■ **Assignment 1**:
In the CERB text, rewrite the passage that begins at the words "Yes, the CERB" and stops after "(T4 and more).", changing "tax return" to "income tax return".
■ **Assignment 2**:
According to the CERB text, how soon after an application does the CERB pay?
■ **Assignment 3**:
Continue the CERB text after its last sentence.

======== Source extract ========

If you are already receiving EI regular or sickness benefits, they will continue and there’s no need to apply for the CERB.
If your EI benefit ends before October 3, 2020, you can apply for the CERB if you are still unable to work.
If you have already applied for EI and your application has not yet been processed, it will automatically be considered for the CERB in April. There’s no need to re-apply.
If you qualify for EI, you can apply through the regular application portal i.e. My Service Canada Account for regular EI benefits after the 16-week period covered by the CERB ends and you are still unemployed.
General EI benefits take about 28 days to process. The CERB will offer faster payments at 10 days following your application.
Is The CERB Taxable?
Yes, the CERB benefit is taxable and you will have to declare the income when you file your 2020 tax return in 2021.
An information slip will be made available for the 2020 tax year in your CRA MyAccount under Tax Information Slips (T4 and more).
I have received a ton of questions regarding the eligibility requirements. While the CERB program will likely be tweaked in the future, the eligibility criteria applicable as of now is shown below in the CRA application page screenshot:
Also, note that if you are receiving EI or CERB through Service Canada, you will still need to continue sending your bi-weekly EI reporting.
How do I pay back CERB?
A lot of folks have been asking about what to do if they apply for the CERB and later realize that they do not qualify for the benefit.
In that case, you will need to return the funds to CRA. Here is what you can do:
1. If you still have the cheque, simply send it back to:
Revenue Processing – Repayment of CERB
Sudbury Tax Centre
1050 Notre Dame Avenue
Sudbury ON P3A 0C1
2. If you don’t have the cheque or you were paid by direct deposit into your bank, you can write a cheque payable to the “Receiver General for Canada” and send it to the address above. Make sure to indicate that the cheque is for the repayment of CERB and include your SIN or TTN for identification purposes.
Can I work and still collect CERB?
You can earn up to $1,000 and be eligible to apply for the CERB.
Recent updates to the CERB now allow applicants to earn up to $1,000 in employment/self-employment income for 14 days or more within the 4-week CERB benefit cycle they are applying for.

======== Provided data ========

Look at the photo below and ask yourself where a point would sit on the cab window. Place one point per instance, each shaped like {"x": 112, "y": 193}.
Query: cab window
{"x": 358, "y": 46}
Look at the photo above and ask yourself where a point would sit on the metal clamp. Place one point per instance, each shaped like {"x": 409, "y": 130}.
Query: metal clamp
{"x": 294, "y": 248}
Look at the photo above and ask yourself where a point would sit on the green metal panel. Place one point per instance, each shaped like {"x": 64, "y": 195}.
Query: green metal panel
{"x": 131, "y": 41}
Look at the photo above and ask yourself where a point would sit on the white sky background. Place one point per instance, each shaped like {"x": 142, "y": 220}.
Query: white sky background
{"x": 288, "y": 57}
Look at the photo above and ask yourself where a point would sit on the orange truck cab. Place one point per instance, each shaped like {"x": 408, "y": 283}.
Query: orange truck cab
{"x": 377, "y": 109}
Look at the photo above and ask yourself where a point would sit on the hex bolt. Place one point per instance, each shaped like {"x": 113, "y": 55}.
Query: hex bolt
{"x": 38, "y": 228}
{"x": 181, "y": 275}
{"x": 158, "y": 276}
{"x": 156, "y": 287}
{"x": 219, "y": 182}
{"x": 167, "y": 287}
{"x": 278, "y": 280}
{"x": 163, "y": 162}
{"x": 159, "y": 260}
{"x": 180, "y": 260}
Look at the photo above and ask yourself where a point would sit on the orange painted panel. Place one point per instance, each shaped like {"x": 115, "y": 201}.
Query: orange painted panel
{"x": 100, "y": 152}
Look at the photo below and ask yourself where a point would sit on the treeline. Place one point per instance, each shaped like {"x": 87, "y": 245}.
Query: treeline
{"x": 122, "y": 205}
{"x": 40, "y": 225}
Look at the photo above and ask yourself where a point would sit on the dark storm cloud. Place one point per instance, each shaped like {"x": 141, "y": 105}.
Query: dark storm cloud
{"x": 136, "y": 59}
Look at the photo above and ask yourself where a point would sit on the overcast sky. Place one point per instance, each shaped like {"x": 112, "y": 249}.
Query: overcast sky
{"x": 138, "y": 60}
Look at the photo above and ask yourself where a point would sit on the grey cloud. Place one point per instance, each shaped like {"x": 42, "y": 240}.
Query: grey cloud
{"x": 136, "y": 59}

========

■ **Written response 1**:
Yes, the CERB benefit is taxable and you will have to declare the income when you file your 2020 income tax return in 2021.
An information slip will be made available for the 2020 tax year in your CRA MyAccount under Tax Information Slips (T4 and more).

■ **Written response 2**:
The CERB pays 10 days after the application.

■ **Written response 3**:
As per Service Canada/CRA:
When submitting your first claim, you cannot have earned more than $1,000 in employment and/or self-employment income for 14 or more consecutive days within the four-week benefit period of your claim.
When submitting subsequent claims, you cannot have earned more than $1,000 in employment and/or self-employment income for the entire four-week benefit period of your new claim.
Also, you can apply for the CERB if you:
- Were formerly on EI and have used up your entitlement to EI regular benefits between December 29, 2019, and October 3, 2020; or
- You are eligible for EI sickness benefits
Can you receive CERB while on maternity or parental leave?
If your maternity or parental benefits have ended and you cannot return to work, you would qualify for CERB if you meet the other eligibility requirements.
Note that you cannot receive maternity or parental benefits at the same time as the Canada Emergency Response Benefit.
Canada Emergency Student Benefit (CESB)
On April 22, 2020, the federal government announced up to $9 billion in CESB and other relief for post-secondary students and recent graduates.
Starting in May 2020, students who are making less than $1,000 can qualify for $1,250 a month from May through August 2020. Students who meet the requirements and are caregivers or are disabled will get up to $2,000 per month.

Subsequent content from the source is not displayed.